[REVIEW] CERISE X BREAKFAST ROAD

Breakfast Road (@breakfastroad) are making a statement with their latest project Cerise. With washed-out production and pseudo-nostalgia galore, the boy band aims for the sweet spot between bubbly Y2K-inspired hyperpop and indie for their ‘mixtape mini-album video game OST’ (their words, not mine).

Cerise’s video-game startup intro leads nicely into the first track, a dreamy cut filled with arcade-style synthesizers and gorgeously wide vocals. Can You comes third in the tracklist, slowing the pace of the project down before another interlude introduces Devotion Is, featuring Dylan Atlantis (@uselessaliens).

Cerise Cover Art (Image Credit: Provided by artist)

Cerise Cover Art (Image Credit: Provided by artist)

The lead single is perhaps the most complete offering from Cerise. I mean, who else has Playboi Carti-esque delivery on a gliding synth in their intro? Heartfelt lyrics and guitar backed vocal performances from both Dylan Atlantis and Breakfast Road push the track into its key changing bridge and beyond. A certified hood classic to be, surely.
========================================
## GIVEN EXERCISE A
In the Cerise review, which track features Dylan Atlantis?

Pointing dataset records
========================================
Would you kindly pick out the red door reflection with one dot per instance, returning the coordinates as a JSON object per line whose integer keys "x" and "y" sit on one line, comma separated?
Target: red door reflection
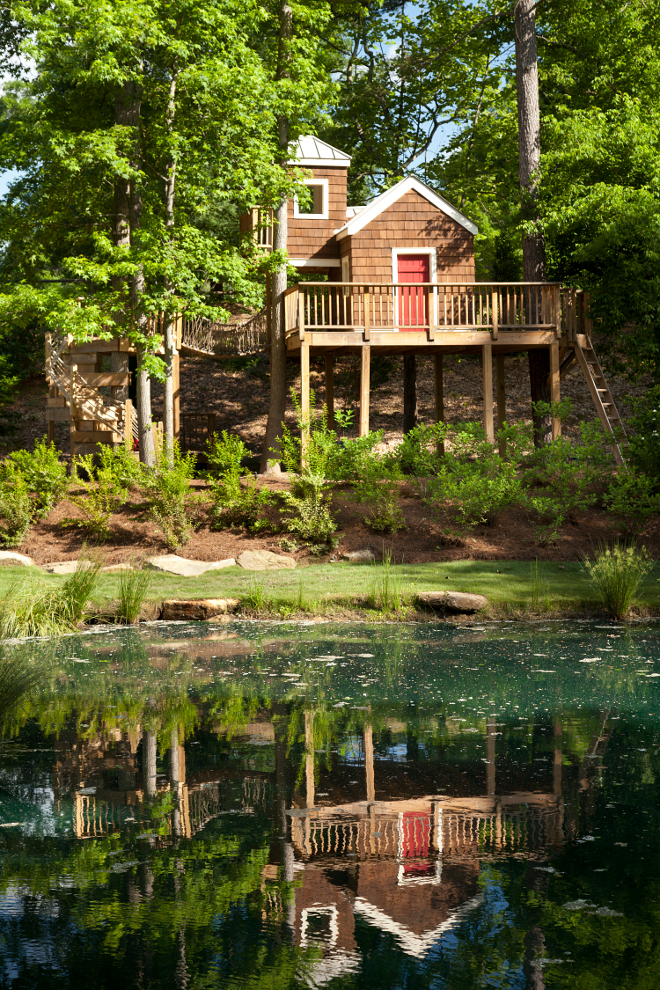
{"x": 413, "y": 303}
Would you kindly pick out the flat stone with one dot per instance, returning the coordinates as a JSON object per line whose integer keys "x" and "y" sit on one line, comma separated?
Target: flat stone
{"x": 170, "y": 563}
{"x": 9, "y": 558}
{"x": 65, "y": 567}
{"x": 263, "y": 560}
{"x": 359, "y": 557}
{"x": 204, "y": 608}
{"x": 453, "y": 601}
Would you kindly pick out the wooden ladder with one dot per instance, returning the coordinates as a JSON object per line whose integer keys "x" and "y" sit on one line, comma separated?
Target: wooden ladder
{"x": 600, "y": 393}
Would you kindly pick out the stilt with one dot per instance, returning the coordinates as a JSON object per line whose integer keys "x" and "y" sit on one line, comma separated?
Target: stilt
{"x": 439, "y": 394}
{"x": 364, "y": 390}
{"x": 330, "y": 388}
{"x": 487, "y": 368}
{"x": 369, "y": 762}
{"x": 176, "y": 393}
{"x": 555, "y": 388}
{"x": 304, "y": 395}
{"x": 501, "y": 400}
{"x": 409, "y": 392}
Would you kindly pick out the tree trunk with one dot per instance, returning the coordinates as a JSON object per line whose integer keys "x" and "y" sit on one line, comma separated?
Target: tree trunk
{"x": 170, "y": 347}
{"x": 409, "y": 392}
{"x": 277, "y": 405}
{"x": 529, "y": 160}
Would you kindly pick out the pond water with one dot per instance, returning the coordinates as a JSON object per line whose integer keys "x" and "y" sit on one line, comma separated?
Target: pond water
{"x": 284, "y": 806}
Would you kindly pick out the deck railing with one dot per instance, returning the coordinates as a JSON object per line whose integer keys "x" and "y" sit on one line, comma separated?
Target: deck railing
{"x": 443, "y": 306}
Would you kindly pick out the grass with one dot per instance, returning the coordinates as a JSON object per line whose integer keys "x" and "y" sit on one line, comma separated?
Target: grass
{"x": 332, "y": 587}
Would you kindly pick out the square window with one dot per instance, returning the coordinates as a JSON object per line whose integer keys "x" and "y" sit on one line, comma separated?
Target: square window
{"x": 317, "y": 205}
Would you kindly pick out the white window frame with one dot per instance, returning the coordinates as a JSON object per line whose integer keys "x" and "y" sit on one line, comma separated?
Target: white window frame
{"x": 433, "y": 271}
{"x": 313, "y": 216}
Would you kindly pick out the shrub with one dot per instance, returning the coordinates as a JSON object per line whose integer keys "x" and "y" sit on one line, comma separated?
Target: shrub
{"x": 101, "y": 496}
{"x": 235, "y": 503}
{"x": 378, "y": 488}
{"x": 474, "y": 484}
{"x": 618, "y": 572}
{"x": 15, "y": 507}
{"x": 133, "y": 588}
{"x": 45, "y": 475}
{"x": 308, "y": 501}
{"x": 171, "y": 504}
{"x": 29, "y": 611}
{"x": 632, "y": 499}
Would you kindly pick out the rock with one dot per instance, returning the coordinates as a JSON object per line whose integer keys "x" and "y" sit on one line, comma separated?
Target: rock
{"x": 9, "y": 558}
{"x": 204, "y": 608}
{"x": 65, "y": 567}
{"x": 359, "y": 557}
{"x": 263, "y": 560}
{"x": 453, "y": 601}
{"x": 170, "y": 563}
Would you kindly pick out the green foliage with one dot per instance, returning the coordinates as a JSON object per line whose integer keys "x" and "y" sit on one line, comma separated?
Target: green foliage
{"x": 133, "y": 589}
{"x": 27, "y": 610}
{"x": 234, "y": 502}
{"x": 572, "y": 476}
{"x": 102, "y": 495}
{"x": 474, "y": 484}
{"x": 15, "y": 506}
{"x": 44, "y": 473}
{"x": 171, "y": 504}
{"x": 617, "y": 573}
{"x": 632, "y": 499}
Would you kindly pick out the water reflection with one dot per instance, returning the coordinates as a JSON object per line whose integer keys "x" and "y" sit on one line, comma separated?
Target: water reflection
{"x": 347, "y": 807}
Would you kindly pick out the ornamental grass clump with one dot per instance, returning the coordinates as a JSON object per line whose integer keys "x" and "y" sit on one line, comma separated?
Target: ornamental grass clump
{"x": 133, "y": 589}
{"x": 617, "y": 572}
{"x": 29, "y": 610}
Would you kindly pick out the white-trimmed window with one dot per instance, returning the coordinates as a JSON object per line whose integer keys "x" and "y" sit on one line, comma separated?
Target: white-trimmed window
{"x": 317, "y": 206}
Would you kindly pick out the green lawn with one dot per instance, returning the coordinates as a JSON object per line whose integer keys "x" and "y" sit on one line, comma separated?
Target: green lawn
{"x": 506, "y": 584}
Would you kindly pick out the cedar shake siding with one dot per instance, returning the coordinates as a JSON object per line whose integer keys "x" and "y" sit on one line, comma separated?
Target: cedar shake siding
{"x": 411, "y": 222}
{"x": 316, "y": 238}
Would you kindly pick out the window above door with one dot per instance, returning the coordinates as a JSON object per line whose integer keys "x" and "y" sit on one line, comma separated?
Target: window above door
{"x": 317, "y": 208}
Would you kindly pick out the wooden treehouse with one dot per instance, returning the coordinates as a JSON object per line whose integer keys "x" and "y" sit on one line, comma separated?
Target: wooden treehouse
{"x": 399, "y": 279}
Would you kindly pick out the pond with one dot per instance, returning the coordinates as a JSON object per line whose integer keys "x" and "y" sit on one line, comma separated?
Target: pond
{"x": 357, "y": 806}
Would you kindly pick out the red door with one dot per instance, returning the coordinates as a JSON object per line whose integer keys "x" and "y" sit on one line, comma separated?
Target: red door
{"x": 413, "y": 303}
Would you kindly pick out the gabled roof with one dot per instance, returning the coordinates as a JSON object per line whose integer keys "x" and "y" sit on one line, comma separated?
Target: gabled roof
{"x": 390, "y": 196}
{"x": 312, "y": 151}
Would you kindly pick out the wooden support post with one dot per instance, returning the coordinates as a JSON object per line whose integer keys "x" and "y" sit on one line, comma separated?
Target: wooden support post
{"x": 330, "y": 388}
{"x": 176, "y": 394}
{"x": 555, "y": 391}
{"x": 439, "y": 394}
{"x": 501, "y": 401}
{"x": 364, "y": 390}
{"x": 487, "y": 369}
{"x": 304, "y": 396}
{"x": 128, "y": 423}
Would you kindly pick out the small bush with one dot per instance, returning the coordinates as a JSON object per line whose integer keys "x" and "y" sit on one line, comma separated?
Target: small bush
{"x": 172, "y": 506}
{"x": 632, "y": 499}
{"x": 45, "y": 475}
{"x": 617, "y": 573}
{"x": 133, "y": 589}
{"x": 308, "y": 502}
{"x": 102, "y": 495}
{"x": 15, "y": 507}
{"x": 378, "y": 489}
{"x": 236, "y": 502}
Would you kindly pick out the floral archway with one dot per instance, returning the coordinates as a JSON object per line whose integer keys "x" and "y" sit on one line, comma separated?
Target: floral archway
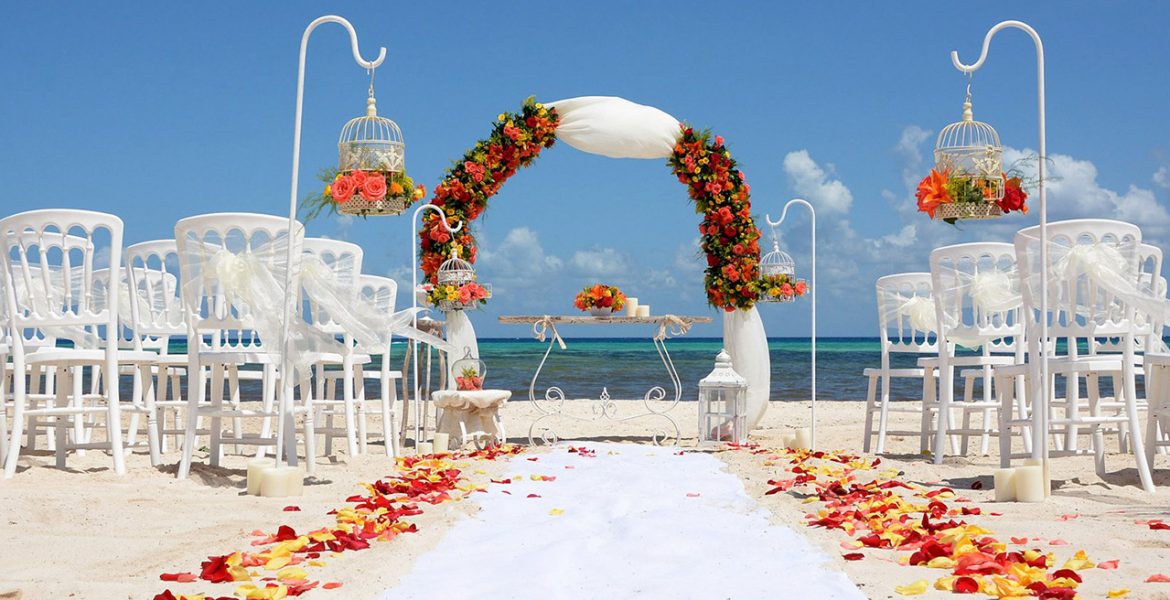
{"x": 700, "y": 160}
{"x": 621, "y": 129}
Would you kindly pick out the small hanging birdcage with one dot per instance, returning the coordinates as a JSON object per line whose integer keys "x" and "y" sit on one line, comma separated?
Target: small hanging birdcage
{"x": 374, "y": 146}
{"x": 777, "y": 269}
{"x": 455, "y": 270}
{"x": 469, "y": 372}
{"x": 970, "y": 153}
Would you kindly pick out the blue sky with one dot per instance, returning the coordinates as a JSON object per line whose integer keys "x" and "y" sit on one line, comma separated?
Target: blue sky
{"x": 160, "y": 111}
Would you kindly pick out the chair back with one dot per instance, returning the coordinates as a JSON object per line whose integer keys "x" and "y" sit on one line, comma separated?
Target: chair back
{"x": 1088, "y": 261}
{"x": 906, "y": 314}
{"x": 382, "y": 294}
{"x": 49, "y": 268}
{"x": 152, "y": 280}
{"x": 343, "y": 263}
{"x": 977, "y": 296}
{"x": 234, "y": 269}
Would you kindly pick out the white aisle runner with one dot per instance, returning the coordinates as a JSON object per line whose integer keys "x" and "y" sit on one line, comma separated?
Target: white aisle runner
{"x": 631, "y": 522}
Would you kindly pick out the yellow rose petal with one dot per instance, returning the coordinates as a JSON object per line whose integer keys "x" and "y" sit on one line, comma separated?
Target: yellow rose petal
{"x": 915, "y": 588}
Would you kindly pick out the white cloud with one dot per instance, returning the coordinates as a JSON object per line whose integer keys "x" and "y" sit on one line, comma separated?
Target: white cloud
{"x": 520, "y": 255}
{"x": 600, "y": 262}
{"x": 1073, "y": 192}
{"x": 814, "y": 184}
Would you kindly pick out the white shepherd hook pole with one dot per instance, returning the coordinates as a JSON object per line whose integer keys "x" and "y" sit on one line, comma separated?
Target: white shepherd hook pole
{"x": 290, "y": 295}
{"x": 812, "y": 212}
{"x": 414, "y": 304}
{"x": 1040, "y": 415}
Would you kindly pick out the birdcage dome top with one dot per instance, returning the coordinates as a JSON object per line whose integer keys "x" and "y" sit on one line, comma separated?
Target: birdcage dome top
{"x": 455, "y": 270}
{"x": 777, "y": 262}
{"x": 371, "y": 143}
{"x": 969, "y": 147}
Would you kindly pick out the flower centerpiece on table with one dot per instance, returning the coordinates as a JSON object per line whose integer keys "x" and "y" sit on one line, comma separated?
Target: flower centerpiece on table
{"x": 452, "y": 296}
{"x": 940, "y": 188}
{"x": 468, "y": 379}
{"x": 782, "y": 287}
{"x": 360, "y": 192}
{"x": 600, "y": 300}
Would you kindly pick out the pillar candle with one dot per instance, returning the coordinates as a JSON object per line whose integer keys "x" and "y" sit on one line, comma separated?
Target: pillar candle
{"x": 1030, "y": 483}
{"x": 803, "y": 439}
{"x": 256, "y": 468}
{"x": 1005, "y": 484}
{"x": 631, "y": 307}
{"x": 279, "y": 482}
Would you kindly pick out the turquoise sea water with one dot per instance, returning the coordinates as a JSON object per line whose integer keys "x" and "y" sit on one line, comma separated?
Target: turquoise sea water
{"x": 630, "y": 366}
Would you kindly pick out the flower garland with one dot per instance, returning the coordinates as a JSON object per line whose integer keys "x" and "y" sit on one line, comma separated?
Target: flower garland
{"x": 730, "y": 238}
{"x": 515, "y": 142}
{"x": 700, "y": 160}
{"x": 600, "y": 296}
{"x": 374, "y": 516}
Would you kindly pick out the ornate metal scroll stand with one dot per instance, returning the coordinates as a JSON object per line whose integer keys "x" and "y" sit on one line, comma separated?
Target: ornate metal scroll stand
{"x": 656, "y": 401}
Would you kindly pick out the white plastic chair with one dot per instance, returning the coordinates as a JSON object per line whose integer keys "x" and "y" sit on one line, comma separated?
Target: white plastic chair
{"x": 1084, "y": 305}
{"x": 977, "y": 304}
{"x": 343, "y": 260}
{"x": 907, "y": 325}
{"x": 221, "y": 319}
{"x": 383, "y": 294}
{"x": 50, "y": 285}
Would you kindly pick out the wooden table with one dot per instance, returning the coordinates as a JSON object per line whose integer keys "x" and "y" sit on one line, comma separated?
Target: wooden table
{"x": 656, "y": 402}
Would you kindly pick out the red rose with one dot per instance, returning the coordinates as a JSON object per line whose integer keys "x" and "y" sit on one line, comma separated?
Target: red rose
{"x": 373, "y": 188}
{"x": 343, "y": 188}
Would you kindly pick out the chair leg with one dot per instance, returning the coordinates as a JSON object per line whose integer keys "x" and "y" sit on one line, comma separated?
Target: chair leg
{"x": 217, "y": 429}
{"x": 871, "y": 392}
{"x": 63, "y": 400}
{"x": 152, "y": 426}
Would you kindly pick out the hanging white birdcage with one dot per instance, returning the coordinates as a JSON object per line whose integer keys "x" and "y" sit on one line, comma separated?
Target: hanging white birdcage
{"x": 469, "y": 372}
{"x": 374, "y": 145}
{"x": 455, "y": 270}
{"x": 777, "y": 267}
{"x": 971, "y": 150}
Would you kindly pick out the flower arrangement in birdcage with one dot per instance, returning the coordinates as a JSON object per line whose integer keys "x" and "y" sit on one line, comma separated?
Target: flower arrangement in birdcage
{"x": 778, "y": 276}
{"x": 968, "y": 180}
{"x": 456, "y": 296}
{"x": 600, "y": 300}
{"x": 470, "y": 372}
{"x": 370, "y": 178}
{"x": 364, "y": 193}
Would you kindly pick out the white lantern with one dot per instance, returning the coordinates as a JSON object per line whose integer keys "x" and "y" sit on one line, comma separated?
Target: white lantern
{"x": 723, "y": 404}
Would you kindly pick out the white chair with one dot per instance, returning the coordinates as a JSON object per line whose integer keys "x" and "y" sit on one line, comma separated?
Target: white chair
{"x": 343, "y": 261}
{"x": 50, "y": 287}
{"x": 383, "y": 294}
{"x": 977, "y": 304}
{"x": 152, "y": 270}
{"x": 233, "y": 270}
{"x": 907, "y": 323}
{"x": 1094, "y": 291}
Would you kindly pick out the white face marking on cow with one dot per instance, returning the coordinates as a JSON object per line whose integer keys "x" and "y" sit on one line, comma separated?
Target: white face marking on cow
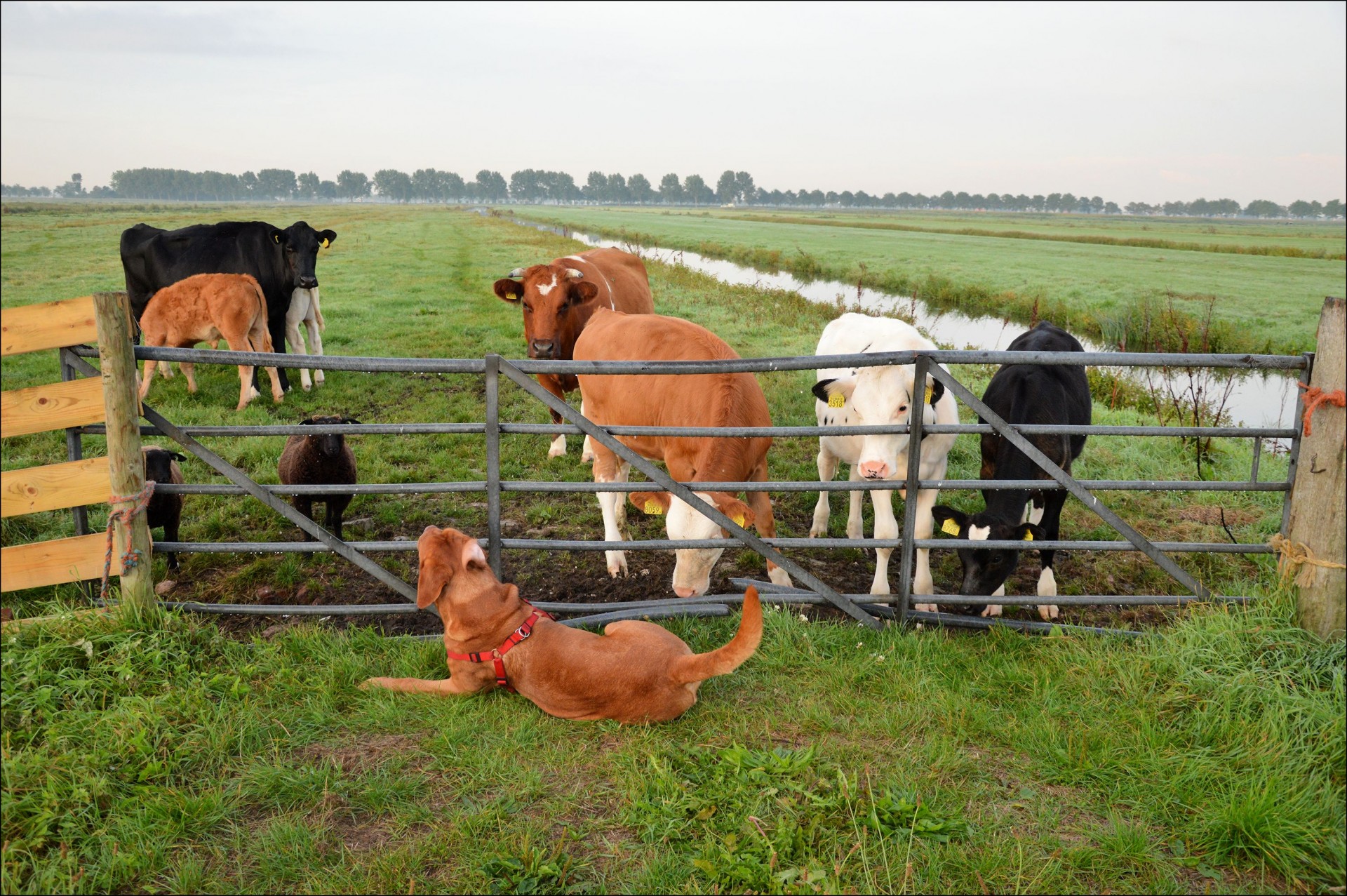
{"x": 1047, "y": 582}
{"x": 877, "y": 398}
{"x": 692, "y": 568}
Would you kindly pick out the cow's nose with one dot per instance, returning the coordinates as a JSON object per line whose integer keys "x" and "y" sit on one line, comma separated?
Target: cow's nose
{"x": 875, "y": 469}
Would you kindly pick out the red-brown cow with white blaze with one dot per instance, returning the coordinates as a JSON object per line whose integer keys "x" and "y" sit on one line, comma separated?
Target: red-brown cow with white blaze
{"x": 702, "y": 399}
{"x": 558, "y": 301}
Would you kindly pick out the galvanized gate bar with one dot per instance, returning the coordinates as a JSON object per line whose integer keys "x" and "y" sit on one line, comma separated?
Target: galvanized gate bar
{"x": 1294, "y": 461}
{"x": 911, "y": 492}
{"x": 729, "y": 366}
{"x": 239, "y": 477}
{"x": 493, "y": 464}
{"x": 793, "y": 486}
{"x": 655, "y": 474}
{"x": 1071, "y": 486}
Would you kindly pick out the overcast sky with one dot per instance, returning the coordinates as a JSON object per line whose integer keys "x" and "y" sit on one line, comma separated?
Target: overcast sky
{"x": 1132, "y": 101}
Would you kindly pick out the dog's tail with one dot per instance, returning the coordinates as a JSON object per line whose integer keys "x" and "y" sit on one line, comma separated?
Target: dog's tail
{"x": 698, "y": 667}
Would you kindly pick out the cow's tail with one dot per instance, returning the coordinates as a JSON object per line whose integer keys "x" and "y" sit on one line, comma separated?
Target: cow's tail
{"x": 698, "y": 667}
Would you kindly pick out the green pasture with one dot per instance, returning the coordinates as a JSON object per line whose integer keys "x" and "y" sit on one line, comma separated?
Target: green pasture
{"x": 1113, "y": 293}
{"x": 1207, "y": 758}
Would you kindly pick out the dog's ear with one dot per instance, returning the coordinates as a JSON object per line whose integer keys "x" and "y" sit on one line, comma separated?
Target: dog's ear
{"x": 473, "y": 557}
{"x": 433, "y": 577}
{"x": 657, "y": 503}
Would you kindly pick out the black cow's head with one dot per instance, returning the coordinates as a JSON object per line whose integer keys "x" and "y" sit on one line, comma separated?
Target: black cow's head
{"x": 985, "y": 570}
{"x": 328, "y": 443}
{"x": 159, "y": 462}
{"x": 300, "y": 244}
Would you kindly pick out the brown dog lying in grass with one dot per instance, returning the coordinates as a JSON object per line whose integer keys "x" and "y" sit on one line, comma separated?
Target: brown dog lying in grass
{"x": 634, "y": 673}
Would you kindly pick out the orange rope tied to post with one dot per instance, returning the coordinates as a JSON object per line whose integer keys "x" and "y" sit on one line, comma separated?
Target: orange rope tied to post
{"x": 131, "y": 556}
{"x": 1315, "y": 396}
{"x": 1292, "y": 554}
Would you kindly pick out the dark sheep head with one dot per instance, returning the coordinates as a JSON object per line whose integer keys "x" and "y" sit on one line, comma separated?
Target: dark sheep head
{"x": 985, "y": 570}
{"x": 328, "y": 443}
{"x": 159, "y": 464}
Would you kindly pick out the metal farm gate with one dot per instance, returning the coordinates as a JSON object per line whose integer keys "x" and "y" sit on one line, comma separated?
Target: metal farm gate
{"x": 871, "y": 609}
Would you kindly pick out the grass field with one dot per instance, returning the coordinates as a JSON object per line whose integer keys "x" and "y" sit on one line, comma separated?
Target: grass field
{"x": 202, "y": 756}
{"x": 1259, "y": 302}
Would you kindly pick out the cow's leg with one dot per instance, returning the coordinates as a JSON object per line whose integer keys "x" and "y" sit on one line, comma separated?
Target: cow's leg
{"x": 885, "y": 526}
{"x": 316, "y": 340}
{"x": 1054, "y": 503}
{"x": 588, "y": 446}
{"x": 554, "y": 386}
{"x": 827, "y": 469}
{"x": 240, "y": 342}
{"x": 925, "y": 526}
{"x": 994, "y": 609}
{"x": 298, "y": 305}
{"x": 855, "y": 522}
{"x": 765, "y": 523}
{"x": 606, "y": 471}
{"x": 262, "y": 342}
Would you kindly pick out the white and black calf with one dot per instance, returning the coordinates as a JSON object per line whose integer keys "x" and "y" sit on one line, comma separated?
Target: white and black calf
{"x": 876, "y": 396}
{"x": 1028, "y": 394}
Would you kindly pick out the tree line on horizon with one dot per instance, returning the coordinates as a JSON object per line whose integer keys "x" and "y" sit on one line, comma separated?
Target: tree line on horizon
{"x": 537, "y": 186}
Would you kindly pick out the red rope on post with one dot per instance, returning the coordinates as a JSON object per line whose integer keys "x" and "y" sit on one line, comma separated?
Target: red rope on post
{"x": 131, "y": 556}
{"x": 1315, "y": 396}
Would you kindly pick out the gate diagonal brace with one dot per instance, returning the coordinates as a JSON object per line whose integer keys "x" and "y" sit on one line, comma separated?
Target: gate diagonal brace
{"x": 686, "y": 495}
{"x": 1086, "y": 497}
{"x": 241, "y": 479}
========================================
## GIVEN EXERCISE B
Tally the lines of the listing that contain the word "floral", and give only the number.

## WORKED SOLUTION A
Devotion Is

## WORKED SOLUTION B
2